[EXERCISE TASK]
Show every line of the entries that contains the string "responds", copying each one in full.

[PROVIDED DATA]
◆ ◆ ◆ ◆
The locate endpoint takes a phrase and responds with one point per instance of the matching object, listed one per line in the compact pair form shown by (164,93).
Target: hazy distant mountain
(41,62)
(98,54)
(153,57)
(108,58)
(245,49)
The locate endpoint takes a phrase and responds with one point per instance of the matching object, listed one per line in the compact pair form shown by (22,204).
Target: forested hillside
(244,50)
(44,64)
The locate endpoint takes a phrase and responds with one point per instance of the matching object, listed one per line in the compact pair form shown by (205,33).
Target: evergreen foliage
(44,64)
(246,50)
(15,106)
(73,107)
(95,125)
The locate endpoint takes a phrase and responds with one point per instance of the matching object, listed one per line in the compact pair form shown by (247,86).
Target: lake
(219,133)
◆ ◆ ◆ ◆
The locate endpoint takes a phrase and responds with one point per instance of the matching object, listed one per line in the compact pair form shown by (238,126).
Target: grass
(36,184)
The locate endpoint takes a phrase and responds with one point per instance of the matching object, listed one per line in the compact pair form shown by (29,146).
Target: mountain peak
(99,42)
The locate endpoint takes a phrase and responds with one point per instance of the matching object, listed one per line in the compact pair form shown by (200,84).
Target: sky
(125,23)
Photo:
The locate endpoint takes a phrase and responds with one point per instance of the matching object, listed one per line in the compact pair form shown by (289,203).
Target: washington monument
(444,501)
◆ ◆ ◆ ◆
[OUTPUT FOR THIS TASK]
The locate endpoint takes a phrase and responds with one point per instance of the matching object, listed one per line in the compact pair form shown by (164,93).
The locate endpoint takes a phrase and responds with one point per instance of the matching object, listed one per line in the compact pair form shown by (22,204).
The locate endpoint takes a phrase and responds with one point per instance of the matching object, listed one per line in the compact pair form shown by (205,33).
The locate endpoint takes a phrase and responds with one point per instance of the matching object, listed one per line in the compact pair form shown by (247,86).
The locate endpoint takes a phrase and responds with one point per instance of the matching object, listed one per line in the compact pair form shown by (238,126).
The locate endpoint takes a phrase and responds with one point per instance of the matching object, listed one per line in the compact pair form shown by (29,146).
The locate endpoint takes a phrase and responds with one point per instance of the matching object, listed one per line in the compact pair form shown by (200,84).
The locate endpoint takes a phrase and responds with one point per instance of the matching object, listed one per line in the compact pair form shown by (289,203).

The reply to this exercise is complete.